──────── Page text

How the political elites exploited Greta’s moral immaturity to impose their punishing eco-agenda.
This week Greta Thunberg turned 21. Yes, the diminutive doom-monger is a full-on grown-up now. The pint-sized predictor of End Times has passed the final threshold of adulthood. Once the world’s best-known petulant teen, never knowingly appearing in public without wearing the scowl of the self-righteous youth, Ms Thunberg has reached the full age of majority. She’s so old she could legally get pissed in America if she wants. Though that seems unlikely, given she once said she ‘would never go out drinking’: ‘I would never do anything… stupid.’ Her birthday party must have been a riot.

────────────────

■ **Challenges**
[A] Answer these questions from the piece on Greta Thunberg:
(i) According to the headline, what did the political elites exploit?
(ii) What age did Greta Thunberg turn this week?
(iii) What did she once say she would never do?
[B] Switch "Ms Thunberg" to "Greta" and write out everything in the piece on Greta Thunberg from "This week Greta" down to "been a riot.".
The lines that follow have no connection to the piece on Greta Thunberg.

──────── Record list

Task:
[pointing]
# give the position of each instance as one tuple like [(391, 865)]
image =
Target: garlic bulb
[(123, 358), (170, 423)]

────────────────

■ **Solutions for each task**
[A]
(i) Greta's moral immaturity
(ii) 21
(iii) Go out drinking

[B]
This week Greta Thunberg turned 21. Yes, the diminutive doom-monger is a full-on grown-up now. The pint-sized predictor of End Times has passed the final threshold of adulthood. Once the world’s best-known petulant teen, never knowingly appearing in public without wearing the scowl of the self-righteous youth, Greta has reached the full age of majority. She’s so old she could legally get pissed in America if she wants. Though that seems unlikely, given she once said she ‘would never go out drinking’: ‘I would never do anything… stupid.’ Her birthday party must have been a riot.